• PROBLEM A:
According to the passage on the Anglosphere, who can potentially join the coalition that holds the world's future?

• GIVEN PASSAGE:
────────────────

So too, the realities of world power. Ask any journalist, almost anywhere, and she will tell you that the world is a lamentably "unipolar" power construct, with hyperpower America lording it over the rest of the world's nations, all of them consigned to second-class (or worse) membership in the community of man. Such an arrangement is deemed unnatural, exploitative, unduly hierarchical, and inherently unstable. By our allies. Our enemies use far harsher terminology.
The truth is rather different.
The world's future lies in the hands of a surprisingly open coalition of countries, regions, cities, and individuals, all of whom are members of the Anglosphere. Anyone, potentially, can join.
The Anglosphere is a state of mind, a set of market-centered economic institutions, a philosophical understanding of the role and danger of government power, and a vast, dynamic, and almost universal popular culture, beloved of ordinary people and abhorred by elites.
. . . But the Anglosphere is also a political and (increasingly) a military alliance, aimed at guaranteeing the political, moral, economic and cultural freedoms necessary for Anglospherical societies to function.

────────────────

• DATA:

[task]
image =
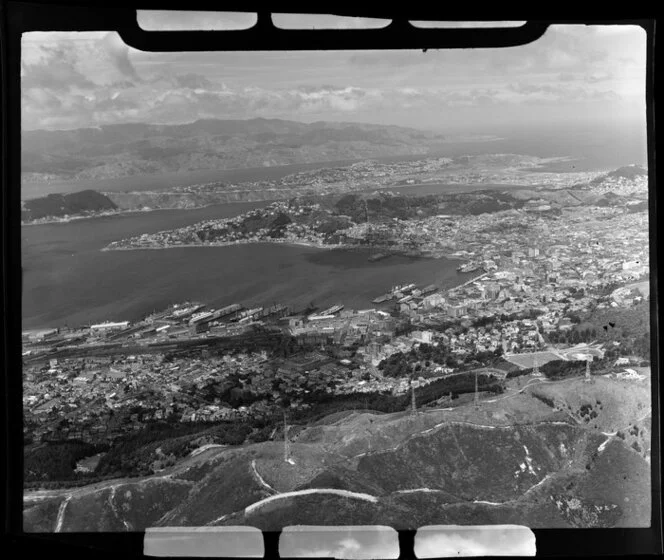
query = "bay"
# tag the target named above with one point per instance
(68, 280)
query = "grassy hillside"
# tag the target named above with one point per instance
(58, 205)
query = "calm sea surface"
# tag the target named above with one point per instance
(68, 280)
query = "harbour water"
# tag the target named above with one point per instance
(67, 279)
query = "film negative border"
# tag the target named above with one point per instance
(19, 17)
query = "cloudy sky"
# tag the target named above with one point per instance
(573, 73)
(352, 542)
(448, 541)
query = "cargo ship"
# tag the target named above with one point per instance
(332, 310)
(378, 257)
(468, 267)
(403, 288)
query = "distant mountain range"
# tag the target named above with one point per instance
(130, 149)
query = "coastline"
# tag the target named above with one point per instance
(309, 244)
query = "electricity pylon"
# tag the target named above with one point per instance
(286, 442)
(477, 395)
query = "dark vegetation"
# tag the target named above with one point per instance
(58, 205)
(419, 360)
(57, 461)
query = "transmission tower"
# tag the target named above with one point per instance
(286, 442)
(413, 403)
(477, 393)
(536, 371)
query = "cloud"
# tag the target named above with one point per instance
(74, 80)
(498, 540)
(192, 81)
(57, 72)
(118, 52)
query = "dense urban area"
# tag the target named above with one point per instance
(556, 284)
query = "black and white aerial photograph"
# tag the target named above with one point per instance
(397, 288)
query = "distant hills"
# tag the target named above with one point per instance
(60, 205)
(518, 461)
(129, 149)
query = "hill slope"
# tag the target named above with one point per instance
(515, 460)
(129, 149)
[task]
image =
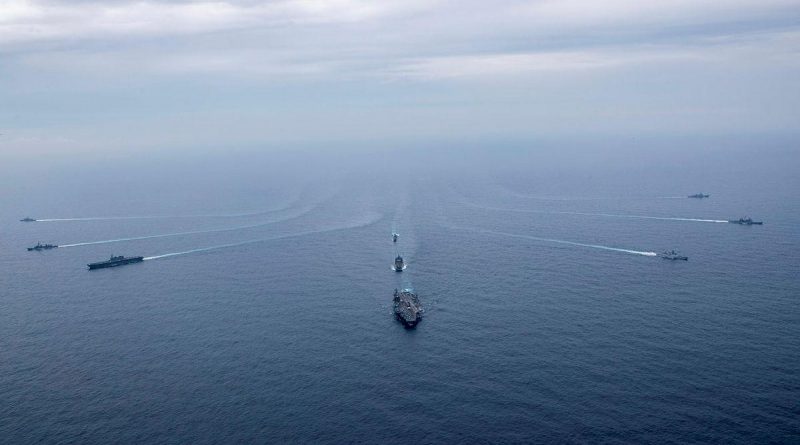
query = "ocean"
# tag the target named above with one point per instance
(262, 313)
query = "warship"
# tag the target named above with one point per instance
(673, 256)
(747, 221)
(407, 307)
(399, 265)
(40, 246)
(115, 261)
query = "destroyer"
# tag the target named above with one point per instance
(746, 222)
(40, 246)
(407, 307)
(673, 256)
(115, 261)
(399, 265)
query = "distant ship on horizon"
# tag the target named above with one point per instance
(399, 264)
(115, 261)
(40, 246)
(672, 255)
(746, 221)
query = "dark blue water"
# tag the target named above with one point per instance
(282, 331)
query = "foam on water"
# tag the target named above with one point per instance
(609, 215)
(553, 240)
(373, 218)
(193, 232)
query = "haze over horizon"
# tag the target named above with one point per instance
(87, 76)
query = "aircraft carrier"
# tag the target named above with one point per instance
(407, 307)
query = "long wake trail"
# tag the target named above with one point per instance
(224, 215)
(608, 215)
(558, 241)
(373, 219)
(193, 232)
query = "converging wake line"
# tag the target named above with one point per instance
(610, 215)
(375, 217)
(194, 232)
(552, 240)
(112, 218)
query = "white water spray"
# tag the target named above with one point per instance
(373, 218)
(552, 240)
(194, 232)
(609, 215)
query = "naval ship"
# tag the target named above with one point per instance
(40, 246)
(399, 265)
(115, 261)
(746, 222)
(407, 307)
(673, 256)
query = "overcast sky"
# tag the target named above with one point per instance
(86, 75)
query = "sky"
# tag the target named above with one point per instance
(83, 76)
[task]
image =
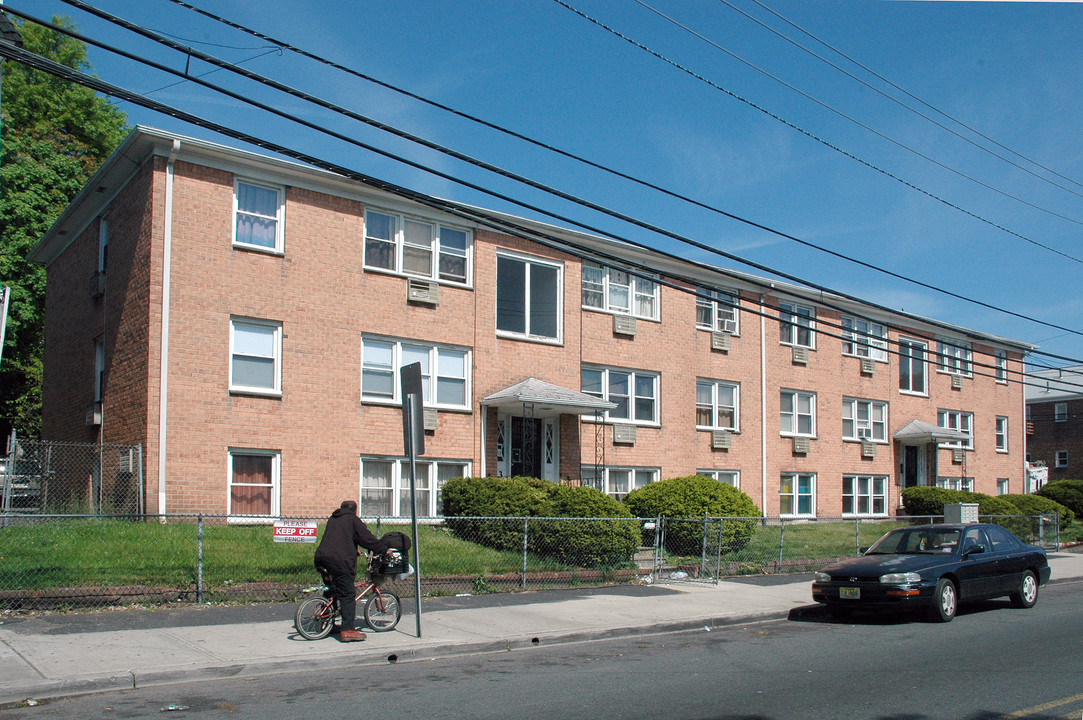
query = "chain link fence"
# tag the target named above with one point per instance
(39, 476)
(69, 562)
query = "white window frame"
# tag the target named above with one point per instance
(639, 289)
(436, 471)
(954, 358)
(634, 378)
(432, 370)
(1002, 433)
(725, 476)
(275, 356)
(278, 218)
(863, 501)
(275, 484)
(795, 415)
(793, 318)
(795, 495)
(717, 310)
(715, 385)
(876, 429)
(436, 248)
(864, 339)
(956, 420)
(527, 334)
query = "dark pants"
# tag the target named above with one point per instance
(340, 580)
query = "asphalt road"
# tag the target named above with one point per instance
(991, 662)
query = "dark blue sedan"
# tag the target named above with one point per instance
(935, 567)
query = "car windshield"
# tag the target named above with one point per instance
(916, 541)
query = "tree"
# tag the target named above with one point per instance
(55, 134)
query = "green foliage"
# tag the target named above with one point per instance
(695, 497)
(55, 135)
(1068, 493)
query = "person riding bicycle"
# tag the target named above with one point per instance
(337, 561)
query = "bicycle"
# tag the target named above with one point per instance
(315, 617)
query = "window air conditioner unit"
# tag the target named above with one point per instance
(94, 414)
(624, 434)
(721, 440)
(624, 325)
(425, 292)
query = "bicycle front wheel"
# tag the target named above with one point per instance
(382, 612)
(314, 618)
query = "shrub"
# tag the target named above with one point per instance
(1068, 493)
(695, 497)
(1035, 505)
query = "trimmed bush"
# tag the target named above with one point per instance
(1035, 505)
(695, 497)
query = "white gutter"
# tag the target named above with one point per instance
(164, 368)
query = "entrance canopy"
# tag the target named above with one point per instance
(916, 432)
(547, 398)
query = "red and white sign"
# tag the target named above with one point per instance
(295, 531)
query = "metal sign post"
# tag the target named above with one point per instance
(413, 395)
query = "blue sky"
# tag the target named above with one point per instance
(766, 132)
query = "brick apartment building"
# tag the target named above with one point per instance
(1055, 421)
(244, 318)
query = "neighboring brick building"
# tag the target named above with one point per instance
(1055, 421)
(272, 304)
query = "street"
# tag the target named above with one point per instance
(991, 662)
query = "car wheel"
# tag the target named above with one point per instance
(1027, 594)
(944, 601)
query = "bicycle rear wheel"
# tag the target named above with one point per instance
(382, 612)
(314, 618)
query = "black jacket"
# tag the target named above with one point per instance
(343, 535)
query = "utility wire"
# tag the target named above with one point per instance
(811, 135)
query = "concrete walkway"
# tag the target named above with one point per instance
(56, 655)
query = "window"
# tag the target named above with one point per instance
(960, 421)
(864, 339)
(527, 298)
(725, 476)
(953, 358)
(404, 245)
(864, 419)
(253, 483)
(256, 354)
(797, 495)
(717, 405)
(385, 485)
(258, 217)
(635, 393)
(795, 325)
(618, 291)
(1002, 434)
(716, 310)
(864, 495)
(797, 414)
(1060, 411)
(912, 366)
(621, 481)
(444, 371)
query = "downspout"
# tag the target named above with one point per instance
(164, 368)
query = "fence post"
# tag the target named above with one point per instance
(199, 559)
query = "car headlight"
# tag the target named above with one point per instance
(900, 578)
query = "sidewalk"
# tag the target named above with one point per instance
(64, 655)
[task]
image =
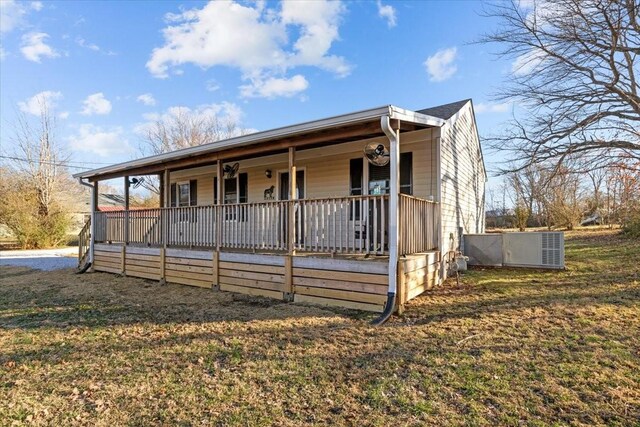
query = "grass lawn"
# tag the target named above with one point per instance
(506, 347)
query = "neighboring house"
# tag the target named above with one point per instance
(301, 213)
(80, 207)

────────────────

• PROBLEM B:
Pick out and copy every line of the listing that contains the string "window", treating uppercase and lowercase letters as different.

• COMPLETE OUTPUT A:
Anyone, potentially, can join.

• COMPLETE OUTPUT B:
query = "white window frame"
query = "window air conditioner unit"
query = "window"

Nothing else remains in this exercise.